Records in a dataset
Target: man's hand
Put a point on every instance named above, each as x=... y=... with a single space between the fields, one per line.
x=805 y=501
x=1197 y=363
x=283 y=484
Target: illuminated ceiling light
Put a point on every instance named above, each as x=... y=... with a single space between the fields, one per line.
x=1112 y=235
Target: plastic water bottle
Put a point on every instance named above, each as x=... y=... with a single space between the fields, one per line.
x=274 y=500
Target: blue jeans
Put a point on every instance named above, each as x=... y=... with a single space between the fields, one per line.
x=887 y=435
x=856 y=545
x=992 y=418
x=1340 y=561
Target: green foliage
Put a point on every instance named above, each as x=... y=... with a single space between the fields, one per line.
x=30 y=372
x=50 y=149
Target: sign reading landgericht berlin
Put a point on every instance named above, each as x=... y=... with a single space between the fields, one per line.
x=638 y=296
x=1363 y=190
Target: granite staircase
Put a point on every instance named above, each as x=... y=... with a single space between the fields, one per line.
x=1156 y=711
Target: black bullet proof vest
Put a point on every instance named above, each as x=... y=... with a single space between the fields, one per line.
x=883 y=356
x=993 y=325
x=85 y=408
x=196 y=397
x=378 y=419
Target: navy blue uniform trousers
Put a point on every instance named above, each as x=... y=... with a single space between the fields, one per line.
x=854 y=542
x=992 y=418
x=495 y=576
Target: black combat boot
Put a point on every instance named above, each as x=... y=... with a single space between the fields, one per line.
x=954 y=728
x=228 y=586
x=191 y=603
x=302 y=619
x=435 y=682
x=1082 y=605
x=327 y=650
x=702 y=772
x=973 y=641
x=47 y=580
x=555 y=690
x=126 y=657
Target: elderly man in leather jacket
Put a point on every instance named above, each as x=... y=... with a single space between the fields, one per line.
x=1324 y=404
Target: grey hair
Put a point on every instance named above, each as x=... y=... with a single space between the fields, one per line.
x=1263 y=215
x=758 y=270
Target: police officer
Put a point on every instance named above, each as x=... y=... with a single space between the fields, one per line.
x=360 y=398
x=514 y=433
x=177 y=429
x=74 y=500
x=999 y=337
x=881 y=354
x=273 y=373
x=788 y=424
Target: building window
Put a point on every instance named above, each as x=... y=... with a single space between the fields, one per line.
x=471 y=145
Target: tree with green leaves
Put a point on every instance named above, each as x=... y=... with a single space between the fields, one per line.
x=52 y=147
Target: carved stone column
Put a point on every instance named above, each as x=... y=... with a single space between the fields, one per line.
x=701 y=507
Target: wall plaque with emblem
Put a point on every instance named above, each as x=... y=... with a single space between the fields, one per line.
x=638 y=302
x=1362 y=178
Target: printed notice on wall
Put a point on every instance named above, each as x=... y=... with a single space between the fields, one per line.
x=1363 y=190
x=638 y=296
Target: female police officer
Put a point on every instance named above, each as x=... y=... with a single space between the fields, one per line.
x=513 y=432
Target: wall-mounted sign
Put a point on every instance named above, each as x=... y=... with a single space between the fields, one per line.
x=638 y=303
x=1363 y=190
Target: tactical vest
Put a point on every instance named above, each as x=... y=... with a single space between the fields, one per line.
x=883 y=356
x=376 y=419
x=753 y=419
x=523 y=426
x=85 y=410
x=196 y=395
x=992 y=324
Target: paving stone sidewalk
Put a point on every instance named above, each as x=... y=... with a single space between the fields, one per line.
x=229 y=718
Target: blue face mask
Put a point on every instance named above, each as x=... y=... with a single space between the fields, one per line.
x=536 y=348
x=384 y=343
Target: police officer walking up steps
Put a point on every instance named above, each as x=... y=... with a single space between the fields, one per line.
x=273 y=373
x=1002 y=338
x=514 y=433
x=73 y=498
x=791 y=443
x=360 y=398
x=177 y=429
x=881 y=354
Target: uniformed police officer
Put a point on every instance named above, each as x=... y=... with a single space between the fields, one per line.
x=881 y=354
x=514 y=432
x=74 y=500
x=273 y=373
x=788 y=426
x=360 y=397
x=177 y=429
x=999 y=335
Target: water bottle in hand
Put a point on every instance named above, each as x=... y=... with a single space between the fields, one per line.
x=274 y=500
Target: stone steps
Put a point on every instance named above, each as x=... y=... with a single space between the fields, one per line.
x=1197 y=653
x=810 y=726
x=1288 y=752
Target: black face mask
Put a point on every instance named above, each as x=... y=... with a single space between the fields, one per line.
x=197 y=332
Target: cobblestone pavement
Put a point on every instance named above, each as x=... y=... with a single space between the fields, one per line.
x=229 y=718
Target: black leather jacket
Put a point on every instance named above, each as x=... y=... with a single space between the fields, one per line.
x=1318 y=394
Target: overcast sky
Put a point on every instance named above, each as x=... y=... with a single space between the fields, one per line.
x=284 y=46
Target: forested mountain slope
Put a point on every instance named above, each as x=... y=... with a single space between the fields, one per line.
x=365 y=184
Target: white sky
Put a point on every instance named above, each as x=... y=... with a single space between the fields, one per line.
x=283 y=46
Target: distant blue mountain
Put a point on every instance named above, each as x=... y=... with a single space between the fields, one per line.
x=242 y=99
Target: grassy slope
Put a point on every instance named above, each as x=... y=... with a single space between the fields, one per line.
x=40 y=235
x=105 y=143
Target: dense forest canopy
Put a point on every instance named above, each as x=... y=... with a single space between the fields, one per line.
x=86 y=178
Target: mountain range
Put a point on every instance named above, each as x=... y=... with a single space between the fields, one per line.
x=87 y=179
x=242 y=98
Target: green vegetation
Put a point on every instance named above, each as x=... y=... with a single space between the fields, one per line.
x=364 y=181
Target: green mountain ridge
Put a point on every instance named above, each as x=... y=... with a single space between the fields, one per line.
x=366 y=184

--

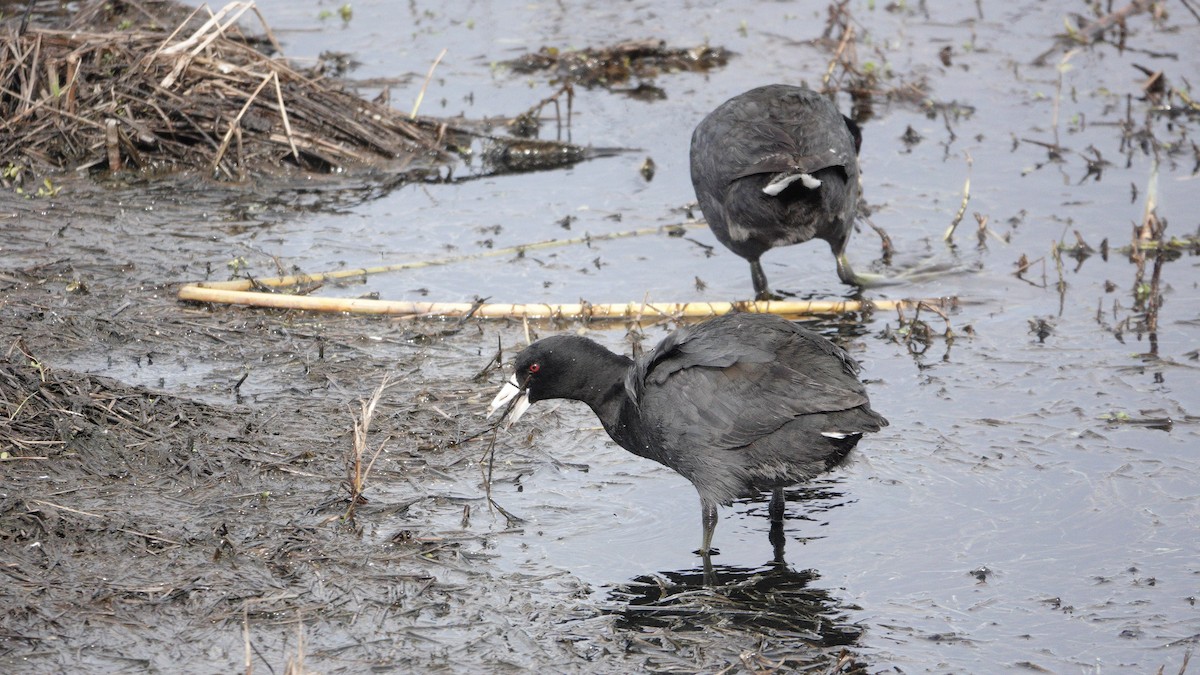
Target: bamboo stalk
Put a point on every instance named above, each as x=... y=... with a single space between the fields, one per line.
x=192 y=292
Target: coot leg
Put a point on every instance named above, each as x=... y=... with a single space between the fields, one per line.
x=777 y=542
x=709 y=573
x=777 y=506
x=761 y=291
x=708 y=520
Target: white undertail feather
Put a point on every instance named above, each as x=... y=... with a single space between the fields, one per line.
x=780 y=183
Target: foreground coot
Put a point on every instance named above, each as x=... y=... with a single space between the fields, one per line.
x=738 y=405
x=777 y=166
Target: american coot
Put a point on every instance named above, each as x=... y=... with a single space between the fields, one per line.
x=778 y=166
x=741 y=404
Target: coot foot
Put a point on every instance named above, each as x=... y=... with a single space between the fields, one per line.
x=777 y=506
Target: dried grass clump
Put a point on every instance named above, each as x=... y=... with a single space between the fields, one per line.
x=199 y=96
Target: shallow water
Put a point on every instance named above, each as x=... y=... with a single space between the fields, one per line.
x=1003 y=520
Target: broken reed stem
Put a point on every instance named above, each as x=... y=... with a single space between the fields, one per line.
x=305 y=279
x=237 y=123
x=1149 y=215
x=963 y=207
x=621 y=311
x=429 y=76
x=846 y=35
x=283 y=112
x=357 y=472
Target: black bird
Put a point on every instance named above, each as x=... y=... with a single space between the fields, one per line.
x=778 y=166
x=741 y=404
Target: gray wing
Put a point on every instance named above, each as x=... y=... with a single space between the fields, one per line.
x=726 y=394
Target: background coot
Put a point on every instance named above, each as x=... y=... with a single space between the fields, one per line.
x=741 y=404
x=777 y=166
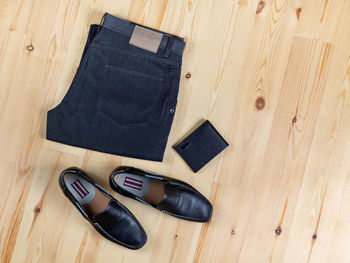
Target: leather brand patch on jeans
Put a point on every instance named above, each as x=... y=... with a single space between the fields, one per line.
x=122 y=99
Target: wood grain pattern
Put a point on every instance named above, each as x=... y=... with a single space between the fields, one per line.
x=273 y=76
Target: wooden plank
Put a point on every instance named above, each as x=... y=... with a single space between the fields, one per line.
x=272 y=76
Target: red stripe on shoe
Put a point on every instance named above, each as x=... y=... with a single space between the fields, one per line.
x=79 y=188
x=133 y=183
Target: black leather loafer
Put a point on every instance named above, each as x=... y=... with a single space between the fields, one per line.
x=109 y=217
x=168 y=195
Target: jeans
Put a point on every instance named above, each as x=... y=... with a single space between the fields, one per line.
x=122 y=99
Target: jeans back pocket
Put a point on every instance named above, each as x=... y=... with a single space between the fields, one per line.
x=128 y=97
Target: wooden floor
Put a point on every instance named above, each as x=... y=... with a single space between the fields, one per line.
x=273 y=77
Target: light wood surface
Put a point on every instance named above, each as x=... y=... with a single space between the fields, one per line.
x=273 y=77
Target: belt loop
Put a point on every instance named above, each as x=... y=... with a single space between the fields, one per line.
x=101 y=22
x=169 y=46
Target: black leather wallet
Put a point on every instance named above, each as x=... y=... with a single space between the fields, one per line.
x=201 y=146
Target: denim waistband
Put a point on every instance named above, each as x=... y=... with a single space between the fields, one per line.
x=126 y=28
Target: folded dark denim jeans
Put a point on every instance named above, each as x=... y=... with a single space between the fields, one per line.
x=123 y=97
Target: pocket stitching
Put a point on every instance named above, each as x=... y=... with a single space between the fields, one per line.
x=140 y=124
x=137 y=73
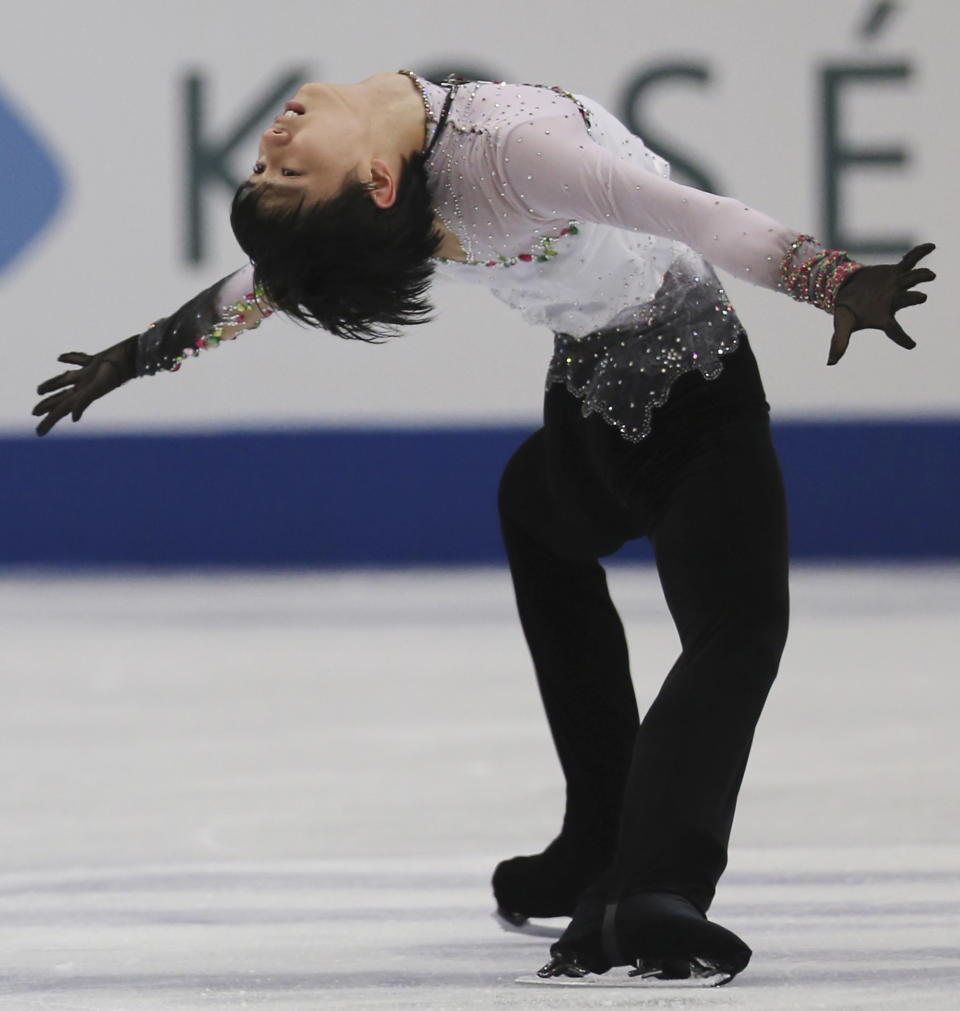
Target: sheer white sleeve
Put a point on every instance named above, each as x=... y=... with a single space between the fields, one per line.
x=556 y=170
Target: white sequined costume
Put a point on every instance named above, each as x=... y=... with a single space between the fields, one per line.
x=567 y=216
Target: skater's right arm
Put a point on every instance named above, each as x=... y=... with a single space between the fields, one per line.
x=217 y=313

...

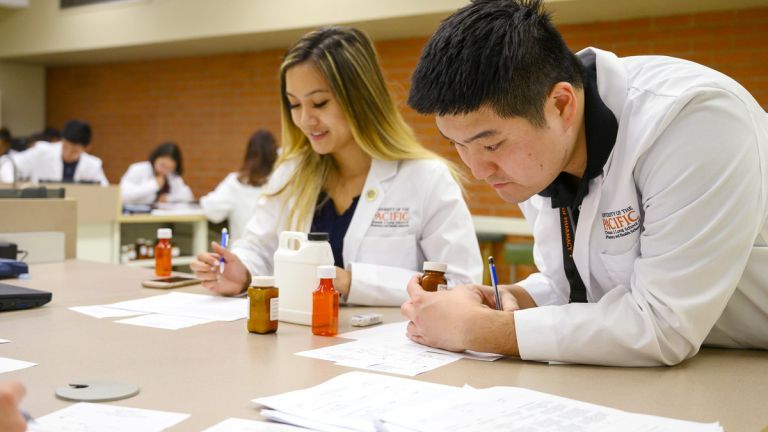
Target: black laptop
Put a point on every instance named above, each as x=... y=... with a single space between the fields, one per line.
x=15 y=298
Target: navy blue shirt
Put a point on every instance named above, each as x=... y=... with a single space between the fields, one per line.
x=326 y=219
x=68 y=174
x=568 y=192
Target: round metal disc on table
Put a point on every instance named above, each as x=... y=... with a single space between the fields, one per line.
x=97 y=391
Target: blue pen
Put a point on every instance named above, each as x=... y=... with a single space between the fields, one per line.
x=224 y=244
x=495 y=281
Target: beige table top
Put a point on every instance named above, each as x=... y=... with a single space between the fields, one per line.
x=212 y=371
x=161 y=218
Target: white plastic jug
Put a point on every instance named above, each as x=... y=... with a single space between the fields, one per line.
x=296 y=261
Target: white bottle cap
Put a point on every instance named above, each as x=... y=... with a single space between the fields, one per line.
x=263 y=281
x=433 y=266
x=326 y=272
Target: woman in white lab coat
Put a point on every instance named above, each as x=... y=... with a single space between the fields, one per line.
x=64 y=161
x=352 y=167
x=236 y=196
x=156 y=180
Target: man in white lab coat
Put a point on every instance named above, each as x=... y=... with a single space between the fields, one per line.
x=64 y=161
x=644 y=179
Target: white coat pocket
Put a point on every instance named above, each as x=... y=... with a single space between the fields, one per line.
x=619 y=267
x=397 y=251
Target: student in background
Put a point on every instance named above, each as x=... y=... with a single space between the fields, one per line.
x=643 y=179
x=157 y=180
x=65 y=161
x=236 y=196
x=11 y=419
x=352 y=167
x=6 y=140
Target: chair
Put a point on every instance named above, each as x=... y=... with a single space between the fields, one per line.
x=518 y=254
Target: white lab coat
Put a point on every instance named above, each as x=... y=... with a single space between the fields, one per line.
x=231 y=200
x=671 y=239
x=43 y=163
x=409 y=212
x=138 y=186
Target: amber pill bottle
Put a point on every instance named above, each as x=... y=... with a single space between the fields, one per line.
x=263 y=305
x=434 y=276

What the task requires
Rewrite the records from the line with "Target: overcast sky" up to and including the line with "x=364 y=181", switching "mountain" to "hill" and leaving everything else unchanged.

The response
Target: overcast sky
Put a point on every instance named above, each as x=... y=... with a single space between the fields, one per line.
x=284 y=46
Target: forested hill slope
Put a point on every instance named above, each as x=... y=... with a single space between the fields, one per line.
x=365 y=184
Target: white sky
Put a point on every instance named above, each as x=... y=... with a single space between the fields, one per line.
x=283 y=46
Target: distant blue hill
Put a point on every instance named above, each as x=... y=... with a single space between the fields, one per line.
x=242 y=99
Target: grassy slope
Put a point on every instance named above, each as x=... y=... with a single space between the fields, one per line.
x=40 y=235
x=105 y=143
Target: dense forest canopy
Put a point on every instance named above, each as x=... y=... with a single space between the fields, one per line.
x=86 y=178
Target: hill range
Put a point on every instance named above, each as x=... y=... with a single space between the fields, one per line.
x=87 y=179
x=242 y=98
Target: green vegetation
Put a point on every instance named above, each as x=... y=... with a single space between the fields, one per line.
x=364 y=181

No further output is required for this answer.